[Referring expression data]
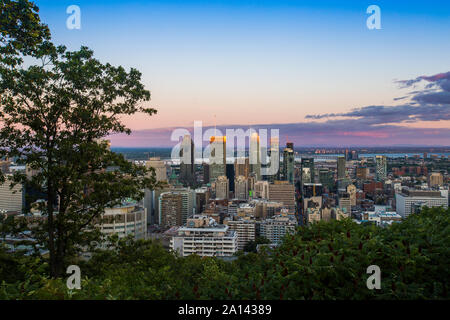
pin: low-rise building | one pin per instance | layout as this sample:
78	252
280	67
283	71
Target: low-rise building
203	236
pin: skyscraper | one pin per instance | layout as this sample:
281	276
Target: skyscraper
187	163
307	170
255	157
176	206
242	167
218	156
222	187
341	167
288	162
241	188
381	164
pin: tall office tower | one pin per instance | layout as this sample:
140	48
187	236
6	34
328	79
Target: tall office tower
345	203
435	179
284	192
4	165
245	230
187	161
205	173
326	178
409	201
231	176
362	173
170	212
242	167
312	196
262	189
288	163
151	203
307	170
218	157
159	166
241	188
351	190
274	155
276	228
381	163
170	208
222	187
251	184
254	156
202	196
341	168
124	219
11	199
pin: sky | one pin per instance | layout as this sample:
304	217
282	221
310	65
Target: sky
311	69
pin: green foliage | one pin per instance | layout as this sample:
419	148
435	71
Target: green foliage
327	260
55	113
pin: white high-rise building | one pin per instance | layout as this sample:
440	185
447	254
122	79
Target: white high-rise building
127	218
204	237
381	168
276	228
222	186
241	188
11	199
245	230
407	201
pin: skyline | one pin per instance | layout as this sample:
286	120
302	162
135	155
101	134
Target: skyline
311	69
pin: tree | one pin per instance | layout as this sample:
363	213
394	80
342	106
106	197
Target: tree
21	31
55	115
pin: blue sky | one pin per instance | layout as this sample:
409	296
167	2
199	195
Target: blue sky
261	62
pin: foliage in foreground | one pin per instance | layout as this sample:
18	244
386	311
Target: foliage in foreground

ASSIGNMENT |
Return exactly the run of lines that opens with the one containing "Target: blue sky" and closes with the last line of the records above.

TASK RESULT |
Target: blue sky
261	62
pin: foliage in foreground | one pin per instance | layout as this sample:
18	244
386	311
Target: foliage in foreground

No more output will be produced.